▶ GOAL OF THE EXERCISE
Would you write out the entries below, every one of them, exactly?

Position annotation records
-------------------------
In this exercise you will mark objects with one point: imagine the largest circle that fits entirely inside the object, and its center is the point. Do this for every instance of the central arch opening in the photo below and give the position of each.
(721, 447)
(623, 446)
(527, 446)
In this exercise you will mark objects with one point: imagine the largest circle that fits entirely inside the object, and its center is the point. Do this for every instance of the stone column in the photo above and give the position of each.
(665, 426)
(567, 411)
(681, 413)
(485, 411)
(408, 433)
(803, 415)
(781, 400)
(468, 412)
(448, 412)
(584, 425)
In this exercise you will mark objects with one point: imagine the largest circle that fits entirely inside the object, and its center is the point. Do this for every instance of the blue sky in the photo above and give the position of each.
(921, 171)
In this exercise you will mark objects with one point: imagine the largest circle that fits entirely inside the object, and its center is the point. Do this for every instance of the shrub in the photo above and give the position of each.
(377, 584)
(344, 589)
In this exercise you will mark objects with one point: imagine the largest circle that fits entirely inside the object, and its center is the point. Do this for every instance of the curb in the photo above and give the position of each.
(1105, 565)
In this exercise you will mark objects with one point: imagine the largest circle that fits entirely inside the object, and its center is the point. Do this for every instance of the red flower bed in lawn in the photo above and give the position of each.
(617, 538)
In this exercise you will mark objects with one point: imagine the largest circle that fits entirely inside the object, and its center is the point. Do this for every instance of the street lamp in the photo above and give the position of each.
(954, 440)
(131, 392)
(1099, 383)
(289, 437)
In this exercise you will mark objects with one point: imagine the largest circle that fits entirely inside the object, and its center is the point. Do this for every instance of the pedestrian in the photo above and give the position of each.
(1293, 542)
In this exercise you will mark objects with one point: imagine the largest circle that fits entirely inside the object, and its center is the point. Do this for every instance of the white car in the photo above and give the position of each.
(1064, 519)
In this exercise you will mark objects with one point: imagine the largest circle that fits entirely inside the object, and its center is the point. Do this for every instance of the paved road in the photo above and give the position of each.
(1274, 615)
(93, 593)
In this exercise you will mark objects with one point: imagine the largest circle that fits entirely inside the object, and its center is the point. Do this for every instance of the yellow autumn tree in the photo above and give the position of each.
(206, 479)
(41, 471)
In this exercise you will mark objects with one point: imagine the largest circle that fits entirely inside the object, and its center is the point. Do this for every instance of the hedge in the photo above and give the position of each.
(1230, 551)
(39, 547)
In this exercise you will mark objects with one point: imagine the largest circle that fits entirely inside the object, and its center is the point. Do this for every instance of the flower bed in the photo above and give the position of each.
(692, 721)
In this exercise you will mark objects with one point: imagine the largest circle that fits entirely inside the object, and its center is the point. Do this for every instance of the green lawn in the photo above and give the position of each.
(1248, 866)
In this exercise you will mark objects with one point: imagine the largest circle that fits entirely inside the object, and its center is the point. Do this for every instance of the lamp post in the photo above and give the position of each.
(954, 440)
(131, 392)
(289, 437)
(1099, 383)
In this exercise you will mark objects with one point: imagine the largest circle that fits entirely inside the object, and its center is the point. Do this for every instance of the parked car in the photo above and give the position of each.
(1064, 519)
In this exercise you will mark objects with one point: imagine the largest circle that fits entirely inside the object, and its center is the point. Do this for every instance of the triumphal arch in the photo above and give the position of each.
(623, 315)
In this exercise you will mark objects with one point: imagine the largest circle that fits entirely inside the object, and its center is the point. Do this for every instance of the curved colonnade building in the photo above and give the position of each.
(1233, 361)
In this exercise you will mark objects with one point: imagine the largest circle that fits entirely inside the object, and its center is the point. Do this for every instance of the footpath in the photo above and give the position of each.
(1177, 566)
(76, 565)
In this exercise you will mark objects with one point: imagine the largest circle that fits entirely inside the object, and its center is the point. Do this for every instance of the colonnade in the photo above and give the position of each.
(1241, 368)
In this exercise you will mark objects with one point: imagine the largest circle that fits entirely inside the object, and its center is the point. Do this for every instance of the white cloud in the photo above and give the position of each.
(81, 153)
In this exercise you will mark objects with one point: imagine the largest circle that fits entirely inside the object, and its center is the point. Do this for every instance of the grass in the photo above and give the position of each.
-------------------------
▶ REPLY
In this exercise you will mark objects with one point: imagine the largest circle that fits entirely inside the object, and its center is the point. Do this for every instance of the central arch opening in the photo below and give the position of each.
(721, 447)
(623, 446)
(527, 446)
In this exercise you will mark objects with one point: imagine the largest circle that fits entirely inside the object, and its center is the point. Do this for every instance of the stone column in the photo above and give the position of each.
(665, 426)
(567, 411)
(681, 413)
(485, 411)
(408, 433)
(803, 415)
(781, 400)
(468, 412)
(448, 412)
(584, 425)
In this exercise you will mark objects with one point: imagine the largest circle that fits entirely inside the object, and its center is the point. Do this for every instance of the blue sky in the photo above and give the position of each.
(921, 171)
In this exercise you will mark objects with one point: imagine the largest circle that fits entirely inside the object, and its center is the point. Do this for every instance of the shrub in the photo above and give the position of each.
(377, 584)
(344, 589)
In this exercise you will mark objects with one point: imagine the largest circle that fits entirely inside the object, and its center is the point. Do this for every instance of the curb in the photo above and give the position of each.
(1105, 565)
In this exercise you will mark objects with one point: imagine the largest circle that fits entirely inside the object, and its center is the point. Do this for every instance of the red flower bed in lawn in the photo above and give the position of each.
(617, 538)
In this exercise you will mark objects with one point: imagine the largest circle that fits entirely inside the object, and its center is the point. Do this for every instance of the street lamp in the photo above and give the position of each.
(954, 440)
(131, 392)
(1099, 383)
(289, 437)
In this exercise you will mark objects with one point: imagine the largest circle that fits entirely inside the object, and its center is the point. Do this for every instance of the pedestrian in the photo above and give the position of each.
(1293, 542)
In this exercise you will mark objects with one point: imagine the largest circle that fits entirely inside the object, and its center is the point. Do this for every instance of the white car in the photo above and give the position of each.
(1064, 519)
In this exercise you will mark objects with one point: imagine the largest circle that fits entirely inside the object, and its center is the point. Do this for every instance of the paved road in the photo above and give the position of each.
(1274, 615)
(93, 593)
In this exercise you will mark objects with one point: imagine the largest circle that fits entirely inside the object, and its center is the point. Do this for every instance of the yellow autumn tree in the photo above and give the position of each.
(206, 479)
(41, 471)
In this exercise you will mark objects with one point: imagine the largest circle that fits entirely inside the object, and its center is the point. Do this for every instance of the hedge in the photo above and give the position of each.
(1230, 551)
(39, 547)
In this exercise you will mark objects with one point: imagine the largest circle that fits entirely inside the object, and its center is the point. Do this for every instance of the flower bed in the photo above and give the position of each.
(692, 721)
In this exercise you will mark objects with one point: imagine the largest circle that fits entirely inside the object, and its center is the point. Do this for every instance of the green lawn in the photo above and give the position of each.
(1248, 866)
In this exercise you will mark objects with one point: imagine the largest circle that fits entirely inside the object, and its center is the point. Do this for every instance of the lamp post in the photo above and give the position of each.
(954, 440)
(131, 392)
(289, 437)
(1099, 383)
In this exercise you will mark objects with one point: imagine the largest circle that fits entirely inside the object, and its center is the point. Do this for every instance of the parked car in the photo above and give the position of each.
(1064, 519)
In this exercise you will mark objects with one point: imagine the largest circle that fits entirely inside the object, and its center is the point. Do this for every instance of the triumphal arch in the photo above and give the position of each.
(623, 315)
In this exercise you will mark objects with one point: imagine the largest circle that fits entirely inside the object, and its center is the point. Do this for every instance of the curved colonnade building in the photo above and give the position of each.
(1233, 361)
In this exercise you will mark objects with one point: imagine the largest circle that fits entirely inside the object, and its center is the point. Do this for every instance of the footpath in the photo above and give the position of each.
(1177, 566)
(76, 565)
In this exercise you will mark objects with one point: imagine the largest circle that fits entirely inside the object, and its center is the point. Do this for every instance of the colonnade in the photo above and give the position of each.
(1241, 368)
In this exercise you will mark objects with one point: imagine the largest circle that fits entirely inside the object, and its center is the point. Do this for every instance of the white cloud in the photo above and give the position of each.
(81, 153)
In this exercise you will mark objects with one point: imagine the largest circle that fits entirely inside the object, and its center is the point. Do this for every instance of the grass in the photo above and give the position of each.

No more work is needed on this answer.